[Data extracted from a collection]
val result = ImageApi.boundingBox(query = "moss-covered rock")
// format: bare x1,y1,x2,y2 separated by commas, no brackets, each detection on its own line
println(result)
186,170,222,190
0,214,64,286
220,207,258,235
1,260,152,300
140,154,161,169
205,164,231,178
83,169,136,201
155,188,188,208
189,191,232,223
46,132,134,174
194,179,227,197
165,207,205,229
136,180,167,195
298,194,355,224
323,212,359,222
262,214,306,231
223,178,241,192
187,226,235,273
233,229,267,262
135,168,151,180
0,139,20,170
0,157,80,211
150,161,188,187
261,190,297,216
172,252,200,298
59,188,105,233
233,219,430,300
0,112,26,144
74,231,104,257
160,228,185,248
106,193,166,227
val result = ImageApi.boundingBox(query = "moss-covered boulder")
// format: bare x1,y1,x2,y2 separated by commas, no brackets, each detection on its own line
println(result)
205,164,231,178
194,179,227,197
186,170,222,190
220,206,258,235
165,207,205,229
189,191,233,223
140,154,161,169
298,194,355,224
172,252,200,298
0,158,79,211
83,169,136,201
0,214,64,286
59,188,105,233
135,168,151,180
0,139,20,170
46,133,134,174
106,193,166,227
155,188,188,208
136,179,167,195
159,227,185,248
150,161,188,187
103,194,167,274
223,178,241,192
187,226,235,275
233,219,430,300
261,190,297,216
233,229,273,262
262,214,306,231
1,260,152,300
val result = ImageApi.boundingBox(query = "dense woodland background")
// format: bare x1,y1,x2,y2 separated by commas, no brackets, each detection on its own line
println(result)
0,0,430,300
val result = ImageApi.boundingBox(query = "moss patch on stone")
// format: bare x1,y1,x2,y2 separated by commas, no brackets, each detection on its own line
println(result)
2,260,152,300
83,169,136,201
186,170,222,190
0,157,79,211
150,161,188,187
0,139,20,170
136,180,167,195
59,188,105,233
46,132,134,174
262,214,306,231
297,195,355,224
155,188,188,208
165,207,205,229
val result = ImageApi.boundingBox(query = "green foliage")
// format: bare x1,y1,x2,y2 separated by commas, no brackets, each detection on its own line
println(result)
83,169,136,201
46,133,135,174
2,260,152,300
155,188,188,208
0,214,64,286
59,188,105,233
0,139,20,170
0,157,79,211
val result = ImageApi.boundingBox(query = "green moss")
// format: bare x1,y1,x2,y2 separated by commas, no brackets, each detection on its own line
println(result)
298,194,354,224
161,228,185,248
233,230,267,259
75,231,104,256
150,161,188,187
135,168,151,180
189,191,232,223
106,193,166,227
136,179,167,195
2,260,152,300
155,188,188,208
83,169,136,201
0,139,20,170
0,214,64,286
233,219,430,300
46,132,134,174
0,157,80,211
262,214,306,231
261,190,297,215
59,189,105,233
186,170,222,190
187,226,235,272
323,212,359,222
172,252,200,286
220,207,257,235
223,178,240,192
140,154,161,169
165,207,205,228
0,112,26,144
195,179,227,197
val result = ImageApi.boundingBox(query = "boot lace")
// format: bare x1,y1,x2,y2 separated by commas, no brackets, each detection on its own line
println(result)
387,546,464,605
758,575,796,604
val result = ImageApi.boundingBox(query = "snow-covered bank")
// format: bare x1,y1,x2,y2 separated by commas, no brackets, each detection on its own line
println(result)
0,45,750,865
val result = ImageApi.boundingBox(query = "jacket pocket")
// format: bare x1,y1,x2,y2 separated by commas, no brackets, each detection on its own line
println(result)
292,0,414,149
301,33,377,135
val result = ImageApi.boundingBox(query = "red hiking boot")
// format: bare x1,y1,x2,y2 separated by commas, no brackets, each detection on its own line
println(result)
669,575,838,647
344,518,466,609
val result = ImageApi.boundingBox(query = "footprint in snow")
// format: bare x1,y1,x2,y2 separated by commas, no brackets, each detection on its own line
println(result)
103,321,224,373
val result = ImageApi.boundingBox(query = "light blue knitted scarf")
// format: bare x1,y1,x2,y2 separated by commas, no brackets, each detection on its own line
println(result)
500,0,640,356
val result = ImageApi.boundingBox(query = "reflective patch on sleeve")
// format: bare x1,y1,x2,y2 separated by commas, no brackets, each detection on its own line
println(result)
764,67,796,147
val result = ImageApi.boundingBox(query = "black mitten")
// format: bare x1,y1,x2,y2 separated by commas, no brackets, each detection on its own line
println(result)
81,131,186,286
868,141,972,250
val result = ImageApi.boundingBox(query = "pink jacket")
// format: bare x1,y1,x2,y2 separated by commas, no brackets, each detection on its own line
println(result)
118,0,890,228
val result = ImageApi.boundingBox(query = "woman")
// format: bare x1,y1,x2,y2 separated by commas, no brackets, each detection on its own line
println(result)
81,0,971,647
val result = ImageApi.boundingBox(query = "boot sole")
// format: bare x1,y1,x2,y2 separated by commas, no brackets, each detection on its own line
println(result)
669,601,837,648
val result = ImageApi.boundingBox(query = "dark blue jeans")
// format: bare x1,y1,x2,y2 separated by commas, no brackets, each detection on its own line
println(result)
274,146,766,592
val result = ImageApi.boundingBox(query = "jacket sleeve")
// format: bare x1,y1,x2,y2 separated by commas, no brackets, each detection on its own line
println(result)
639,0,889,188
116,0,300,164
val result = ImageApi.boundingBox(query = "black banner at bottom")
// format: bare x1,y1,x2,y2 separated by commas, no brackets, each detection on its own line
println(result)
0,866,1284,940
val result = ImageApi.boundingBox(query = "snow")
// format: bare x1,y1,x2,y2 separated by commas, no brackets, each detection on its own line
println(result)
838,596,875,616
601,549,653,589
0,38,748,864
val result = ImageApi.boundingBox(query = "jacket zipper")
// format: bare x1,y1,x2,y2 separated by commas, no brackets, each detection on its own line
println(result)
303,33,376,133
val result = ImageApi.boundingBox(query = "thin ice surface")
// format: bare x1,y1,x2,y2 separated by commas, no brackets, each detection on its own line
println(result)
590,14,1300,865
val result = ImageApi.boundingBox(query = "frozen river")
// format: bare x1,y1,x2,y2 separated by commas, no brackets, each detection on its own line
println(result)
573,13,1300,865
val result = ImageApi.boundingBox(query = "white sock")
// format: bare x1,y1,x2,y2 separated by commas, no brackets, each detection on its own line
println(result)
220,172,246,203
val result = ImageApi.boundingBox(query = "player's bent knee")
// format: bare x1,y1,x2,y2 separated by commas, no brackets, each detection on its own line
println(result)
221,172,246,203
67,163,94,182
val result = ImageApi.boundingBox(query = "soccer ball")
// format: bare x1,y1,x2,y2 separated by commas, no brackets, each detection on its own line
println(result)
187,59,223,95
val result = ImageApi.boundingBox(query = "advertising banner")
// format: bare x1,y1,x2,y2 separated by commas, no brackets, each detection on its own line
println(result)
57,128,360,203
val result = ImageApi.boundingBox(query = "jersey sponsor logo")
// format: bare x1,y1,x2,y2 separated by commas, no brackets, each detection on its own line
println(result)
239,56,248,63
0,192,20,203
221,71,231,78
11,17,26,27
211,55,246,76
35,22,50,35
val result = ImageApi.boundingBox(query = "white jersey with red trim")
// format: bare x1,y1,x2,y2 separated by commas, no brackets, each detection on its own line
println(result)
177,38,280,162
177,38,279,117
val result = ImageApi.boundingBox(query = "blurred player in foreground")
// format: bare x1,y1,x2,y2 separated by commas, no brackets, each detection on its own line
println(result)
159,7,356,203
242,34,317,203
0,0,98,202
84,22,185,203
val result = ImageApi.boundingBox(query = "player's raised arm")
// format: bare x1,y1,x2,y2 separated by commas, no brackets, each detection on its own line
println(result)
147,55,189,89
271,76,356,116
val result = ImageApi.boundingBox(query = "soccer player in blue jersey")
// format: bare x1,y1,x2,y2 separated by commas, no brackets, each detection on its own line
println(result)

Task instructions: Exact copy required. Retype all of the entries word for word.

Response to this task:
val result = ImageApi.boundingBox(query = "moss-covered rock")
// format: bare x1,y1,x2,y2 separated by commas, no brackets, each detection on its own line
println(result)
186,170,222,190
0,214,64,286
220,207,258,235
1,260,152,300
140,154,161,169
205,164,231,178
83,169,136,201
155,188,188,208
189,191,232,223
46,132,134,174
194,179,227,197
165,207,205,229
136,180,167,195
298,194,355,224
323,212,359,222
262,214,306,231
223,178,241,192
187,226,235,273
233,229,267,262
135,168,151,180
0,139,20,170
0,157,80,211
150,161,188,187
261,190,297,216
172,252,200,298
59,188,105,233
233,219,430,300
0,112,26,144
74,231,104,257
160,228,185,248
106,193,166,227
val result = ImageApi.boundingBox(query = "moss-covered boulder")
// format: bare x1,y1,x2,y2 separated by commas, no brackets, each detection on its own line
println(result)
205,164,231,178
194,179,227,197
186,170,222,190
220,206,258,235
165,207,205,229
189,191,233,223
140,154,161,169
298,194,355,224
172,252,200,298
0,158,79,211
83,169,136,201
0,214,64,286
59,188,105,233
135,168,151,180
0,139,20,170
46,133,134,174
106,193,166,227
155,188,188,208
136,179,167,195
159,227,185,248
150,161,188,187
103,194,167,274
223,178,241,192
187,226,235,275
233,219,430,300
261,190,297,216
233,229,273,262
262,214,306,231
1,260,152,300
val result = ImageApi.boundingBox(query = "dense woodland background")
// format: bare x1,y1,x2,y2 separated by commas, no brackets, each detection on its own line
println(result)
0,0,430,300
val result = ImageApi.boundingBox(query = "moss patch on stone")
// format: bare x1,y1,x2,y2 separated by commas, no brackets, each detection on its own line
println(result)
2,260,152,300
83,169,136,201
186,170,222,190
0,157,79,211
150,161,188,187
0,139,20,170
136,180,167,195
59,188,105,233
46,132,134,174
262,214,306,231
297,195,355,224
155,188,188,208
165,207,205,229
val result = ImageApi.boundingBox(query = "green foliage")
// format: bare x1,y1,x2,y2 separated by commas, no brackets, each detection on its own line
println(result)
83,169,136,201
46,133,135,174
2,260,152,300
155,188,188,208
0,214,64,286
59,188,105,233
0,139,20,170
0,157,79,211
val result = ImageApi.boundingBox(query = "green moss")
// format: bare x1,y1,x2,y2 separated by commas, no brackets, each detection on its own line
println(result)
298,194,354,224
161,228,185,248
233,230,267,259
75,231,104,256
150,161,188,187
135,168,151,180
189,191,232,223
106,193,166,227
136,179,167,195
2,260,152,300
155,188,188,208
83,169,136,201
0,139,20,170
0,214,64,286
233,219,430,300
46,132,134,174
0,157,80,211
262,214,306,231
261,190,297,215
59,189,105,233
186,170,222,190
187,226,235,272
323,212,359,222
172,252,200,286
220,207,257,235
223,178,240,192
140,154,161,169
165,207,205,228
0,112,26,144
195,179,227,197
val result = ImageApi.boundingBox(query = "boot lace")
// format: bare x1,y1,x2,y2 separated by commas, no brackets, each detection on its own line
println(result)
387,546,464,605
758,575,796,604
val result = ImageApi.boundingBox(query = "snow-covered bank")
// format: bare x1,y1,x2,y2 separated by commas, no brackets, each detection on its own line
println(result)
0,45,750,865
val result = ImageApi.boundingBox(query = "jacket pocket")
// format: bare x1,y1,x2,y2 separated by commas, no brackets, each detection on its own line
println(result)
292,0,414,149
301,33,377,135
val result = ImageApi.boundingBox(query = "red hiking boot")
// format: bare x1,y1,x2,y2 separated by commas, no brackets, each detection on its own line
println(result)
669,575,838,647
344,518,466,609
val result = ImageApi.boundingBox(query = "footprint in snow")
// format: bare x1,y1,x2,y2 separated by commas, no brackets, each detection on its own line
println(result)
103,321,224,373
val result = ImageApi.boundingBox(query = "light blue knitted scarf")
// format: bare x1,y1,x2,y2 separated by commas, no brackets, each detection on its own line
println(result)
500,0,640,356
val result = ImageApi.boundingBox(query = "reflective patch on sleeve")
// format: bare x1,y1,x2,y2 separated by commas, no brackets, each detection on its own line
println(result)
764,67,796,147
val result = ImageApi.boundingBox(query = "black mitten")
// format: bare x1,y1,x2,y2 separated by commas, no brackets, each detection on its own line
println(result)
81,131,186,286
868,141,972,250
val result = ImageApi.boundingBox(query = "pink jacket")
// format: bare x1,y1,x2,y2 separated by commas, no brackets, each detection on its own line
println(result)
118,0,890,228
val result = ImageApi.boundingBox(query = "woman")
// format: bare x1,y1,x2,y2 separated by commas, no brackets, each detection on its own line
println(result)
81,0,971,647
val result = ImageApi.boundingBox(query = "boot sole")
// format: bare x1,y1,x2,y2 separated by commas, no brackets, each detection on its own line
println(result)
669,601,837,648
val result = ImageApi.boundingBox(query = "dark blue jeans")
// format: bare x1,y1,x2,y2 separated by commas, no brackets, each detection on its own line
println(result)
274,146,766,592
val result = ImageApi.boundingBox(query = "jacket sleeve")
// format: bare x1,y1,x2,y2 separated by commas, no brackets, each detection on its own line
println(result)
639,0,889,188
116,0,300,164
val result = ImageApi.boundingBox(query = "black banner at bottom")
// format: bare x1,y1,x2,y2 separated by commas, no brackets, each detection on its own line
println(result)
0,866,1284,940
val result = ImageApi.boundingBox(query = "snow")
// format: bare x1,y1,x2,y2 separated by commas, no brackets, each detection on its own line
println(result)
838,596,875,616
601,549,653,589
0,38,748,864
val result = ImageApi.boundingBox(query = "jacket zipper")
// format: bare x1,y1,x2,y2 separated by commas, no brackets, each detection on its own line
println(result)
303,33,376,133
val result = ImageApi.boundingBox(query = "thin ice surface")
// format: bare x1,y1,x2,y2 separated by commas, no brackets, each detection on its own line
println(result)
590,14,1300,865
val result = ImageApi.boundingBox(query = "frozen river")
// format: bare x1,y1,x2,y2 separated by commas, no brackets, each detection on its own line
println(result)
573,13,1300,865
val result = ImageApi.boundingBox(query = "white sock")
// format: bare x1,y1,x2,y2 separated by commas, no brackets, each detection on its own line
println(result)
220,172,246,203
val result = ImageApi.boundingBox(query = "player's bent knee")
// format: bare x1,y1,x2,y2 separated by commas, no brackets, each detection on its own line
println(result)
221,172,246,203
67,163,94,182
val result = ImageApi.boundingBox(query = "soccer ball")
// format: bare x1,y1,x2,y2 separated by commas, no brackets, each detection on its own line
println(result)
187,59,223,95
val result = ImageApi.boundingBox(query = "advertising banner")
// format: bare x1,y1,x2,y2 separated by commas, no brackets, each detection on its own line
println(result)
57,128,360,203
val result = ImageApi.boundingBox(query = "jersey sponsor logo")
// format: bare x1,y1,x2,y2 separated by commas, no brackets, each detection on its own line
println(result)
239,56,248,63
0,192,20,203
221,71,231,78
11,17,26,27
211,55,246,76
35,22,50,35
val result = ImageApi.boundingBox(query = "white jersey with red trim")
// format: bare x1,y1,x2,y2 separated by commas, no brackets, each detection on its own line
println(result)
177,38,280,162
177,38,279,117
val result = ImageApi.boundingBox(query = "blurred player in foreground")
// format: bare x1,y1,x2,y2 separated by commas, no brackets, each detection on its own line
println(result)
159,7,356,203
242,34,317,203
0,0,98,202
84,22,185,203
val result = ImageApi.boundingBox(query = "player's raised arm")
// format: bare x1,y1,x2,y2 separated by commas, no brackets, each detection on its own line
println(result)
147,55,189,89
271,76,356,116
val result = ImageApi.boundingBox(query = "soccer player in blue jersey")
// format: bare x1,y1,x2,y2 separated by commas, no brackets, each detection on its own line
println(result)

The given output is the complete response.